• WHAT THIS TASK INVOLVES:
Convert the rows below into a JSON list of strings, one string per line, leaving out any blank lines.
********
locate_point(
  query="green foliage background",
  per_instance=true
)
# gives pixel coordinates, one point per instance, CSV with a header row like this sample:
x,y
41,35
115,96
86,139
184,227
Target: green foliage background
********
• EXERCISE RESPONSE:
[
  "locate_point(",
  "  query=\"green foliage background\",",
  "  per_instance=true",
  ")",
  "# gives pixel coordinates, one point per instance, CSV with a header row like this sample:",
  "x,y",
  "41,35",
  "115,96",
  "86,139",
  "184,227",
  "Target: green foliage background"
]